* _Textauszug_:
§

Wenn meine beiden Schwestern und ich früher schon mal eine Imbissstätte (was für ein Wort) aufsuchen durften, um uns mit Pommes Frittes und Würstchen zu laben, war das für uns ein Feiertag. Damals galt das ungeschriebene Gesetz: Gegessen wird entweder direkt im Imbisslokal oder zuhause. Letzteres bedeutete: Man ließ sich seinen Imbiss einpacken und machte, dass man heimwärts kam, um möglichst schnell wieder auspacken und losschlemmen zu können. Beide Varianten waren für uns Kinder ein echtes Abenteuer.
Heute erlebe ich ganz andere kulinarische Abenteuer, wenn ich zu Fuß oder mit Bus und Bahn unterwegs bin. Dann sehe und rieche ich überall Menschen, die im Laufen, Gehen, Fahren und Sitzen essen und trinken, was das Zeug hält.
Der Fantasie sind keine Grenzen gesetzt. Ich komme aus dem Haus und muss gleich einem Eisesser ausweichen, der seine Eiskugeln kaum in den Griff bekommt. Ich warte an der Haltestelle neben einem jungen Mann, der mal eben seine Mega-Pizza-Pappe öffnet und neben Pizza-Stücken auch noch schnell eine Limonade verinnerlicht.

§

* _Bereitgestelltes Material_:
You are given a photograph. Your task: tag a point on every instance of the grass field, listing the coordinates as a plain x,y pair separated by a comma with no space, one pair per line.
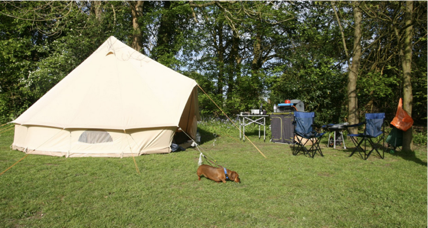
281,190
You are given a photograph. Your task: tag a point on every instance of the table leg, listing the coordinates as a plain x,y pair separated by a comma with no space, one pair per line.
239,119
243,129
264,129
334,140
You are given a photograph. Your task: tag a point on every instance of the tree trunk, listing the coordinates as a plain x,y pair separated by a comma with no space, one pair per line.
407,70
353,70
136,11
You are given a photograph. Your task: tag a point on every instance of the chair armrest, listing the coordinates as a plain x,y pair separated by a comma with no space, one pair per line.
354,125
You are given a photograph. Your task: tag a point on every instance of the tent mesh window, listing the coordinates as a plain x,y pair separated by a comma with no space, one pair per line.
95,136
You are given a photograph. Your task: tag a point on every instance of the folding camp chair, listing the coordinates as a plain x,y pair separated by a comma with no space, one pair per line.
373,133
305,133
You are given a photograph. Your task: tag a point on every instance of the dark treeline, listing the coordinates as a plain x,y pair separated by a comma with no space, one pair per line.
242,53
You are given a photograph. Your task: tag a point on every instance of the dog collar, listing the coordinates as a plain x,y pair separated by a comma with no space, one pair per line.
225,172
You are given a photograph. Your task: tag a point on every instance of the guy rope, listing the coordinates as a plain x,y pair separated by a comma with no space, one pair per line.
231,121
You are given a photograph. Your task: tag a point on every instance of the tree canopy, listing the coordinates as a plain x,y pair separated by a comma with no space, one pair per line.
243,53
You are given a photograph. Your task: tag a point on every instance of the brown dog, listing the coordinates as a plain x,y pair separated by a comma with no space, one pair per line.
217,174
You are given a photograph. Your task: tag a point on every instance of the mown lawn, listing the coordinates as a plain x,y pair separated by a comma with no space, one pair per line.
281,190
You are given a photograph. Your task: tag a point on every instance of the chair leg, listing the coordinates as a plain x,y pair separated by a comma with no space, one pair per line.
374,148
316,147
300,146
359,147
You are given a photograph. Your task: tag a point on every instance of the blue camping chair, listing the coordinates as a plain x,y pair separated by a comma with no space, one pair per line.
373,134
304,133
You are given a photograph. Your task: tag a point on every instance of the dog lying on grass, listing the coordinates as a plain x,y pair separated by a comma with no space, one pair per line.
217,174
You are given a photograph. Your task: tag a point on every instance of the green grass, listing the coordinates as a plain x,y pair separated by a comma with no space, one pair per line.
281,190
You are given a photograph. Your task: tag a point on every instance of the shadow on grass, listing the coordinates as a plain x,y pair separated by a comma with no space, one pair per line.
206,136
406,155
409,156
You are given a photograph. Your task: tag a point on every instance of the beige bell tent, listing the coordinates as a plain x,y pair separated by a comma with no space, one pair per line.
117,103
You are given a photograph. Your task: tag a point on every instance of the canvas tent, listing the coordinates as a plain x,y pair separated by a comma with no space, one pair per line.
117,103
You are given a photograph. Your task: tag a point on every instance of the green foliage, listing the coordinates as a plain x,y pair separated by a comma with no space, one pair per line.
420,138
281,190
318,84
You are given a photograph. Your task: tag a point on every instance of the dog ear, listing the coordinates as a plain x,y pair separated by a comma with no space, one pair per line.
234,176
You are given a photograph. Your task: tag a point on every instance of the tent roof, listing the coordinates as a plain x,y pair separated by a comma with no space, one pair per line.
116,87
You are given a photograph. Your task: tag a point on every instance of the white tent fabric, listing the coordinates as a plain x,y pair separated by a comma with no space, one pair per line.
116,92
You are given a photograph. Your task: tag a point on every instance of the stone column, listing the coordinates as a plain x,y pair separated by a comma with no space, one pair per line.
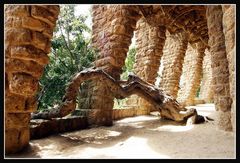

§

* _Zu bearbeitende Aufgaben_:
1. Übertrage den Satz „Beide Varianten waren für uns Kinder ein echtes Abenteuer.“ aus dem Textauszug ins Englische.
2. Benenne bitte in den Datensätzen von der Zeile mit „of the white“ bis zum Ende der Datensätze „tag“ in „mark“ um und gib diese Zeilen sonst unverändert wieder, ohne die Bilder.

* _Die Lösungen_:
1. Both options were a real adventure for us children.

2.
You are given a photograph. Your task: mark a point on every instance of the white tent fabric, listing the coordinates as a plain x,y pair separated by a comma with no space, one pair per line.
116,92
You are given a photograph. Your task: mark a point on every instance of the stone column, listing the coordinates as a plain x,y pair separated by a comma with no space, one pair per line.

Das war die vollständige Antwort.